*REQUEST:* Write each line word for word, from the line that contains "of the copper" through the last line of the material below.

*SUPPLIED DATA:*
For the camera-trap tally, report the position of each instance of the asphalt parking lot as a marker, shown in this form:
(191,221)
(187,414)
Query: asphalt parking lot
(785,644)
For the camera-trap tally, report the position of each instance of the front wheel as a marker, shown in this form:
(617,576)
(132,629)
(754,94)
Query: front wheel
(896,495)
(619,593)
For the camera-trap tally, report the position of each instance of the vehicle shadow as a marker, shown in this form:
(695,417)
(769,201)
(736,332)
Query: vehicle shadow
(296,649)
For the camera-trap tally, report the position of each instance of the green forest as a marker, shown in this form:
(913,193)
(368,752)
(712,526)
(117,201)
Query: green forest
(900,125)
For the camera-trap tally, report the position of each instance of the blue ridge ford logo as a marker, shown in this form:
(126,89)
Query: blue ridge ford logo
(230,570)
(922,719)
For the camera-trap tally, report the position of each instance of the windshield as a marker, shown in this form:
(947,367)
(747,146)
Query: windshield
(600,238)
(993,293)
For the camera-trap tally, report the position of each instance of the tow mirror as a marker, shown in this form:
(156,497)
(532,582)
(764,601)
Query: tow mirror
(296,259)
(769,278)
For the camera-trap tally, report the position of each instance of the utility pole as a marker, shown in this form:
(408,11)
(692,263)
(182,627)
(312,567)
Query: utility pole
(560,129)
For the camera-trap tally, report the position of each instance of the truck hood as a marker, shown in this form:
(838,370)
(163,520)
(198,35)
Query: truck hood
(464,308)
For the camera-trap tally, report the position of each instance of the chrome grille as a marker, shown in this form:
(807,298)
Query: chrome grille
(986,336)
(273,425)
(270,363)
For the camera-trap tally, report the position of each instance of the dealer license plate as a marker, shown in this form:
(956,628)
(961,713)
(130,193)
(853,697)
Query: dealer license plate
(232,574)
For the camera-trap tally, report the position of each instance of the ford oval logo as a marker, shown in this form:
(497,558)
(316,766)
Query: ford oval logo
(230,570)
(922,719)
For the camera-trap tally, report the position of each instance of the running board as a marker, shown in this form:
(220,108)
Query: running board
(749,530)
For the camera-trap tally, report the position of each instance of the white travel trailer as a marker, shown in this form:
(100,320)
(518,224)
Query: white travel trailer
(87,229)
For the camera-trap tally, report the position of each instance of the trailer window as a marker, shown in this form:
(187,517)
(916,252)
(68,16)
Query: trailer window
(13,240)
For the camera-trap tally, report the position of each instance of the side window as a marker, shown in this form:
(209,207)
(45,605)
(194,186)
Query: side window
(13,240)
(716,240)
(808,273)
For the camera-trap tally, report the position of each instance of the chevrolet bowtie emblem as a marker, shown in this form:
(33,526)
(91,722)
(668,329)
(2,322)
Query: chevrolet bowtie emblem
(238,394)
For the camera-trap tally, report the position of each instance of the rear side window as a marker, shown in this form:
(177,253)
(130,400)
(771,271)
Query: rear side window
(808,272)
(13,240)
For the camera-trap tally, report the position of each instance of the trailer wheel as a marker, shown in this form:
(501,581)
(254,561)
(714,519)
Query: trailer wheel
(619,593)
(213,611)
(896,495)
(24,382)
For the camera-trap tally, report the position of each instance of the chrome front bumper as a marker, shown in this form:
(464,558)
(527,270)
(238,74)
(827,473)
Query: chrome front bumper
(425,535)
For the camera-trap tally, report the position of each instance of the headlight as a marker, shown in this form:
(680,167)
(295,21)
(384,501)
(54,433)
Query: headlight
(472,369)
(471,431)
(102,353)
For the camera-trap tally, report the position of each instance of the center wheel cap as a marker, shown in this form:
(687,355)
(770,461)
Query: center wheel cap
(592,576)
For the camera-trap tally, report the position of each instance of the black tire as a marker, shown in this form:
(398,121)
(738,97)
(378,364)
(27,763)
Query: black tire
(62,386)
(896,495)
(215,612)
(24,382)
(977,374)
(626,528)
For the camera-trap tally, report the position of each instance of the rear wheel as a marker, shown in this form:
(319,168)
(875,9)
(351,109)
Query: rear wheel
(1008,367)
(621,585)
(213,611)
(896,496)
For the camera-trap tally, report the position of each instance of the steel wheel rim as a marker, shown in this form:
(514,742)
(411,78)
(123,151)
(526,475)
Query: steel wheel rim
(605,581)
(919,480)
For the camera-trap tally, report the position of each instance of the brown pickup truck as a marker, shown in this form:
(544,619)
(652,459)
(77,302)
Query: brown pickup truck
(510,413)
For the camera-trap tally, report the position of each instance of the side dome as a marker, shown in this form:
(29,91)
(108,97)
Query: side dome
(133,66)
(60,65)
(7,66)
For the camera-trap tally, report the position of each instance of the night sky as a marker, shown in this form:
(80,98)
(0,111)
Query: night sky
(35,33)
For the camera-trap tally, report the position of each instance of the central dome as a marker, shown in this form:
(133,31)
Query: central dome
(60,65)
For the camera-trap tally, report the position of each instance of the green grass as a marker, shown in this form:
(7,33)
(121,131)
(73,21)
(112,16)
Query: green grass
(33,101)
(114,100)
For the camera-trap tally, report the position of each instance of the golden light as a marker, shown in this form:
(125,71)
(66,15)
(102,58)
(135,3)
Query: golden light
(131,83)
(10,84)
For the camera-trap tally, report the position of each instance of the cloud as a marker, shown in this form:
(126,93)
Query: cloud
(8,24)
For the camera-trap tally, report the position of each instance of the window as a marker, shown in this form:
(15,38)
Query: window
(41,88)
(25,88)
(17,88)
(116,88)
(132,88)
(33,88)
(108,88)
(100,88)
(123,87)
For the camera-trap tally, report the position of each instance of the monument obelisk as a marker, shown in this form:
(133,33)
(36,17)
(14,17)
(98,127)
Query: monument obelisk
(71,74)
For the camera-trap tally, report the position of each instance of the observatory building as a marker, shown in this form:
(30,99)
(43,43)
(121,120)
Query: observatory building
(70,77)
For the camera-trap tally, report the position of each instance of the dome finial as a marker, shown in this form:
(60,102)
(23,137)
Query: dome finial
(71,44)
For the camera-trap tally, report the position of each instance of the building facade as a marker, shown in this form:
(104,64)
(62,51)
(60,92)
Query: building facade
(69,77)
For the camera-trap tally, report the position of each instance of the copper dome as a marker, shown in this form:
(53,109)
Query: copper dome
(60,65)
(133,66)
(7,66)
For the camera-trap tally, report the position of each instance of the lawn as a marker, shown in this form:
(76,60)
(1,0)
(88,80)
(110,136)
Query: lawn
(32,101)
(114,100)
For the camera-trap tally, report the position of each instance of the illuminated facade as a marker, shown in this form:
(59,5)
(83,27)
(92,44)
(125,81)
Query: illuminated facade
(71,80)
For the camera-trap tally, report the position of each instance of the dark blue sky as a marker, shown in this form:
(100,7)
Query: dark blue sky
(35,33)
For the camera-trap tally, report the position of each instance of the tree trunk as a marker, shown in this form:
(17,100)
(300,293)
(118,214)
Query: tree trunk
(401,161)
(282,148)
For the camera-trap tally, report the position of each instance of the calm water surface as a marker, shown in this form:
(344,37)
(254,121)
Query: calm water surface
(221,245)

*SOLUTION FOR THIS PROBLEM:*
For the camera-trap tally, report the position of each instance of the copper dome as a marker, shown in this form:
(53,109)
Query: copper dome
(60,65)
(133,66)
(7,66)
For the camera-trap tally, report the position of each instance of the lawn as a marker, shown in this form:
(76,60)
(1,0)
(88,80)
(110,136)
Query: lawn
(32,101)
(114,100)
For the camera-trap tally, report the position of each instance of the illuminated facade as a marker, shown in this form:
(59,5)
(83,27)
(92,44)
(125,81)
Query: illuminated facade
(71,80)
For the camera-trap tally, report the position of each instance of the dark blue sky as a marker, shown in this form:
(100,7)
Query: dark blue sky
(35,33)
For the camera-trap tally, report the position of each instance of the tree trunk as a marker, shown in this form:
(17,100)
(300,293)
(118,214)
Query: tree trunk
(401,161)
(282,148)
For the camera-trap tally, report the position of each instance of the calm water surface as a marker, shown in this form:
(344,37)
(254,121)
Query: calm water surface
(221,245)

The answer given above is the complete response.